--- begin ---

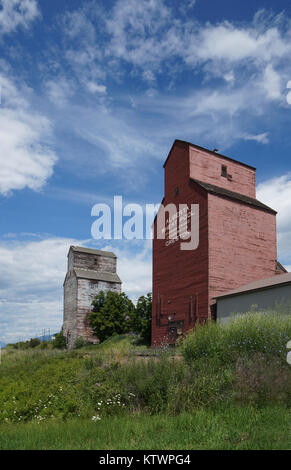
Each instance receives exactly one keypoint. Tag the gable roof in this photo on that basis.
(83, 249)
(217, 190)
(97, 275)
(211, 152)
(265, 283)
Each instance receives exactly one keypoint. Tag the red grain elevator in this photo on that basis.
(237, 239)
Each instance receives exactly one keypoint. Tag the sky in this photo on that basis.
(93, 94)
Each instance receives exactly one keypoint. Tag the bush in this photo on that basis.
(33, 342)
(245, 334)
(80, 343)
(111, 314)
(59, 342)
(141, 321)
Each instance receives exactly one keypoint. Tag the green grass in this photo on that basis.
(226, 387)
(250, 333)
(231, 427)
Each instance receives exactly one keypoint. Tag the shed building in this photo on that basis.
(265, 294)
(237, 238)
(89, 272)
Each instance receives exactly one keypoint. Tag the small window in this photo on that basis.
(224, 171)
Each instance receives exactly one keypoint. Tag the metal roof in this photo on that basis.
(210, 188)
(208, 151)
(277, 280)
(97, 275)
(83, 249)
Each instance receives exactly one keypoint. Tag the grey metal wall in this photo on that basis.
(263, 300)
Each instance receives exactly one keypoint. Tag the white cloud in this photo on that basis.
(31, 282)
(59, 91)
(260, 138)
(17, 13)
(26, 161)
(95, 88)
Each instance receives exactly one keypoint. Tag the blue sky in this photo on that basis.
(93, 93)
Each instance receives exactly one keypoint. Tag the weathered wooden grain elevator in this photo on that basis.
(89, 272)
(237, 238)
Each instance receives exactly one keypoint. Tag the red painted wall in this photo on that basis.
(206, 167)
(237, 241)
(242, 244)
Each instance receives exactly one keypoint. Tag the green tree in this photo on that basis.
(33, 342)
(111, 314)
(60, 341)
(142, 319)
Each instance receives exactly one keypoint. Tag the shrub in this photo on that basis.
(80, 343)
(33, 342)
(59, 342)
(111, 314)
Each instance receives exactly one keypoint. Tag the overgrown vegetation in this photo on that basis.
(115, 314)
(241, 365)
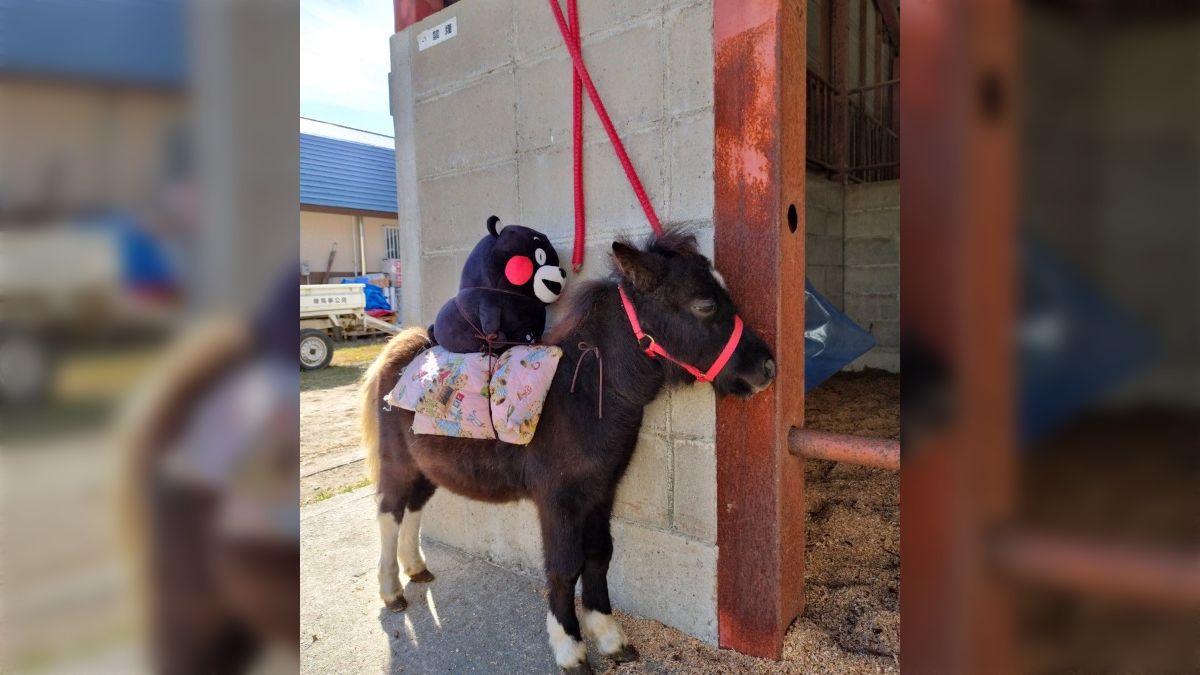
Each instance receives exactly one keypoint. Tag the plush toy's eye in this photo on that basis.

--- end ---

TASK BRIEF: Can you rewrite all the entries above with "keypoint" switched to "marker" everywhere it appears, changing nothing else and leaving out the pictures?

THE ANSWER:
Each instance receives exactly one marker. Tag the gable roof in this photo on that basis.
(83, 249)
(217, 190)
(97, 275)
(211, 152)
(265, 283)
Each instance receives exactly one marker. Tag the red grain elevator in this photo on that basis.
(237, 239)
Each instance receives exactly one marker. Tag the sky in this photo on that basis.
(93, 94)
Each instance receives exactly one marker. Tag the bush in this photo on that basis.
(33, 342)
(245, 334)
(80, 343)
(111, 314)
(59, 342)
(141, 321)
Each instance receives exactly one marker. Tag the green grass in this photo on that basis.
(226, 387)
(250, 333)
(231, 427)
Each instance receives exactly one marker. Tag the shed building in this photo on that basis.
(265, 294)
(237, 238)
(89, 272)
Each instance receives exactly one marker. Tag the small window in this photo on that basis.
(224, 171)
Each instance receives exactly one marker. Tag the metal roof in this photo on that basis.
(210, 188)
(208, 151)
(277, 280)
(97, 275)
(83, 249)
Each instance receives exactly one marker. Tag the grey metal wall in this photo on that basis.
(263, 300)
Each instance receives exactly one marker. Tag the white cloud in this photo on that basis.
(31, 282)
(59, 91)
(260, 138)
(17, 13)
(26, 161)
(95, 88)
Each instance receives exactly one marker. Tag the blue sky in this photo on that basis.
(93, 93)
Each instance receives exactly one marker. Tag the weathered wooden grain elevator in this photo on that basis.
(89, 272)
(237, 238)
Each instance receives exactly one marker. Tag the red painted wall in this photo on that basis.
(206, 167)
(237, 241)
(242, 244)
Each instance receives exactly one marker. Tag the green tree in this photo on that basis.
(33, 342)
(111, 314)
(60, 341)
(142, 319)
Each instance receives exactly one marker. Tag the shrub in this photo on that basis.
(80, 343)
(33, 342)
(59, 342)
(111, 314)
Each instance receives exactly one marker. Tag the overgrown vegetation in this photo on that basis.
(115, 314)
(241, 365)
Each instance receives exactly one marker. Tag the plush toy's eye in this photo on that basis.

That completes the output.